> _EXTRACTED MATERIAL_
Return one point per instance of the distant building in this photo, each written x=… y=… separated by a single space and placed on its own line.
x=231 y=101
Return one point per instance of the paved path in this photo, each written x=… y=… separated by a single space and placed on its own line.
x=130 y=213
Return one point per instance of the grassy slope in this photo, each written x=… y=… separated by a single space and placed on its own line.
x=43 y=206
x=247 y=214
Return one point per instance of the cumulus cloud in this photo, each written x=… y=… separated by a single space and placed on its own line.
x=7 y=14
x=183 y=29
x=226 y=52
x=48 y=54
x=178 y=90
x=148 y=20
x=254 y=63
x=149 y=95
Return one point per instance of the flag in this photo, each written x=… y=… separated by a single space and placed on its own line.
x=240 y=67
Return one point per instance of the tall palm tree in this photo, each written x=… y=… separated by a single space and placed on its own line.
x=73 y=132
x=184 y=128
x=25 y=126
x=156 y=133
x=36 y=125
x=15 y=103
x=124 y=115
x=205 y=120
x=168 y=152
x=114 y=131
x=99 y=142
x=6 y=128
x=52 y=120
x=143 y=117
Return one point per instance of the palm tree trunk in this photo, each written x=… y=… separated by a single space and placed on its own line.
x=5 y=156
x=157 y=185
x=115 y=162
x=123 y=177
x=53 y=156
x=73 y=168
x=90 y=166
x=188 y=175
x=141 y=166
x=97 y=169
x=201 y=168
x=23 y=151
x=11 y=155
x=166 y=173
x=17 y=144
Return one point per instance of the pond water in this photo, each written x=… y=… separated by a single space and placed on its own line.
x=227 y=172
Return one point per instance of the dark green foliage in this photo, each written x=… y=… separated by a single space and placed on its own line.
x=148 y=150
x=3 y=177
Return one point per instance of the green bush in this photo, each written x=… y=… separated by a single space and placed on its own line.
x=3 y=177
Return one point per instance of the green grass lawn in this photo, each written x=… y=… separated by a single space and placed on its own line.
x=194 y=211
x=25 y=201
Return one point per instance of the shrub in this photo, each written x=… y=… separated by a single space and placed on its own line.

> _STATED PROBLEM_
Reproduce all of the records above word for word, in the same order.

> _CORRECT RESULT_
Return one point per instance of the distant building in this photo, each written x=… y=… separated by a single space and placed on its own line.
x=231 y=101
Return one point per instance of the paved path in this photo, each written x=… y=… separated by a single space and placed on its own line.
x=130 y=213
Return one point per instance of the grassy slope in this photo, each written x=… y=… separated by a single space and placed on its own line.
x=43 y=206
x=247 y=214
Return one point per instance of the cumulus cloud in this photo, each written x=… y=… separated by a single space and placed on its own line.
x=7 y=14
x=183 y=29
x=226 y=52
x=48 y=54
x=178 y=90
x=148 y=20
x=254 y=63
x=149 y=95
Return one point per instance of the flag in this photo, each written x=… y=… separated by a single space and placed on its own line.
x=240 y=67
Return one point per instance of the tall palm tree in this photo, each written x=… y=… separated by a single space and placed on its own line.
x=73 y=132
x=184 y=128
x=25 y=126
x=156 y=133
x=36 y=125
x=15 y=103
x=124 y=115
x=205 y=120
x=168 y=152
x=114 y=131
x=99 y=142
x=6 y=128
x=52 y=120
x=143 y=117
Return one point per instance of the palm tree trunk in this photo, each written x=… y=… separated by a single space and placed on its own line.
x=5 y=156
x=157 y=185
x=115 y=162
x=123 y=177
x=53 y=156
x=73 y=168
x=90 y=166
x=188 y=175
x=141 y=166
x=97 y=169
x=201 y=168
x=23 y=151
x=11 y=155
x=166 y=173
x=17 y=144
Return one point per instance of the pond water in this photo, each written x=… y=… separated by a single space and placed on its own line.
x=227 y=172
Return one point per instance of the dark green foliage in this photo, each written x=… y=… separated by a single space and placed on its own line.
x=148 y=150
x=3 y=177
Return one point per instance of the green bush in this photo, each written x=… y=… separated by a single space and placed on its own line.
x=3 y=177
Return one point per instance of the green grass lawn in this photo, each written x=… y=… separated by a single space and placed on its own line.
x=194 y=211
x=25 y=201
Return one point per instance of the shrub in this photo, each written x=… y=… separated by a single space and placed on its own line.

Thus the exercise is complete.